━━ Extrait du texte
L’ouvrage délivre de nombreux enseignements sur la sagesse, la sincérité, la bienveillance, le courage et la rigueur. On peut effectivement assumer que ce sont ces leçons qui ont guidé le jeune Sun Bin, dans les sombres jours où il dû traverser la trahison et l’humiliation, livré aux mains de celui qu’il considérait autrefois comme son frère de coeur, Pang Juan.

Un maître, deux disciples

A leur jeune âge, Sun Bin et Pang Juan ont été éduqués par Guiguzi, ermite taoïste d’une des vallées à l’est de la Chine. Ce maître se spécialisait non seulement dans la stratégie, mais aussi dans la bonne aventure, le dialogue et la cultivation personnelle.

Il avait émis ne prophétie sur ses deux disciples : Pang Juan, toujours ambitieux, devait rester fidèle à Sun Bin, sinon il succomberait, percé par mille flèches.

Par la suite, Pang Juan s’est mit au service du puissant État de Wei et est devenu un général sans égal. Mais il a oublié la prophétie de Guiguzi.

Sun Bin apprend d’un œuvre classique perdu

Le portrait de Sun Bin peint sous la dynastie des Ming par artiste inconnu. (Domaine public)

Alors que Pang Juan était entrain d’acquérir la célébrité et la gloire, Sun Bin restait avec leur maître dans une vallée reculée. C’est seulement alors que Guiguzi lui a révélé qu’il était en possession de « l’Art de la guerre », le manuel sur la stratégie militaire en 13 parties qui avait été écrit cent ans auparavant par Sun Zi, l’ancêtre de Sun Bin. Le texte avait été perdu, mais le vieil ermite en avait conservé une copie.

Selon Guiguzi, celui qui maîtrisait les enseignements de « l’Art de la guerre » avait la capacité de marcher à travers le monde sans opposition. Guiguzi trouvait que le caractère de Pang Juan ne lui permettait pas d’accéder à ces enseignements, mais qu’il n’y avait pas de danger de les passer à Sun Bin. Pendant trois jours, ce dernier avait appris ce texte par cœur.
━━━━
━━ Données fournies
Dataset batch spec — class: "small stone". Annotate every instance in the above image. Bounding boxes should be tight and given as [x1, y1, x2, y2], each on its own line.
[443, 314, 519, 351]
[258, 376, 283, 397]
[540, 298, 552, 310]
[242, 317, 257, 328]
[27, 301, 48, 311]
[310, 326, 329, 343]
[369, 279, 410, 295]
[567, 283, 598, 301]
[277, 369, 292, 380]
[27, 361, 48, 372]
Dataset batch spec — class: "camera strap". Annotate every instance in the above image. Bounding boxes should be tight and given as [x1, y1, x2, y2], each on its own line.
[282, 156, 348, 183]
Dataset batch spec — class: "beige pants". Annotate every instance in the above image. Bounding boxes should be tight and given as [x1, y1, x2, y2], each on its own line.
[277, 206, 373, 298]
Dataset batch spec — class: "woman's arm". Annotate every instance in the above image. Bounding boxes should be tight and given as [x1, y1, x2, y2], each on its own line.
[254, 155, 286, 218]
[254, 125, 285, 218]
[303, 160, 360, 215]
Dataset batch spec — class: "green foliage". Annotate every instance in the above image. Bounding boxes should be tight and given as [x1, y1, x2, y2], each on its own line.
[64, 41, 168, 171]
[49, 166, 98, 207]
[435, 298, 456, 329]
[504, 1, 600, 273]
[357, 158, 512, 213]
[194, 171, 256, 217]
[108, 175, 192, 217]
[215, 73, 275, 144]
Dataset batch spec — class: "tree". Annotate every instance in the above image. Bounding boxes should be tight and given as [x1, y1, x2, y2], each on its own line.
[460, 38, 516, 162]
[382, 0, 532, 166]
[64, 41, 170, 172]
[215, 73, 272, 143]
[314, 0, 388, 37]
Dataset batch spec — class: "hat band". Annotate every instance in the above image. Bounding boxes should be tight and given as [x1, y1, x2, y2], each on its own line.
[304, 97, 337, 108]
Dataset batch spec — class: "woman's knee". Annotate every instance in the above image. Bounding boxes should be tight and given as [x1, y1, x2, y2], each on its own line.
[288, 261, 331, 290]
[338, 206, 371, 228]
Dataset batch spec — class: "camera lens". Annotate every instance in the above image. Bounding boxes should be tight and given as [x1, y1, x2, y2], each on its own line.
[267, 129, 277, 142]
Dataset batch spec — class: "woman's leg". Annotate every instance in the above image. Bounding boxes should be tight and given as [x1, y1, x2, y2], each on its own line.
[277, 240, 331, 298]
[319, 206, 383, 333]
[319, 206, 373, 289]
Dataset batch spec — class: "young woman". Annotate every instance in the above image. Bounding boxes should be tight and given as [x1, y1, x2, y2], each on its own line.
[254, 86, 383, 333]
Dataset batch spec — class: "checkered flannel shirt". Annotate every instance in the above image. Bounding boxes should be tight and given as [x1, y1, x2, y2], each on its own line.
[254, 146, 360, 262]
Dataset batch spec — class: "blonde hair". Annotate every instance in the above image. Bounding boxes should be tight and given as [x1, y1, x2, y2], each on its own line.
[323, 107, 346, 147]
━━━━
**Objectif**: Réécrivez tout ce qui va de « Selon Guiguzi, celui » jusqu'à « texte par cœur. » dans le texte sur Sun Bin, en remplaçant « trois jours » par « quelques jours ».

**Réponse rédigée**:
Selon Guiguzi, celui qui maîtrisait les enseignements de « l’Art de la guerre » avait la capacité de marcher à travers le monde sans opposition. Guiguzi trouvait que le caractère de Pang Juan ne lui permettait pas d’accéder à ces enseignements, mais qu’il n’y avait pas de danger de les passer à Sun Bin. Pendant quelques jours, ce dernier avait appris ce texte par cœur.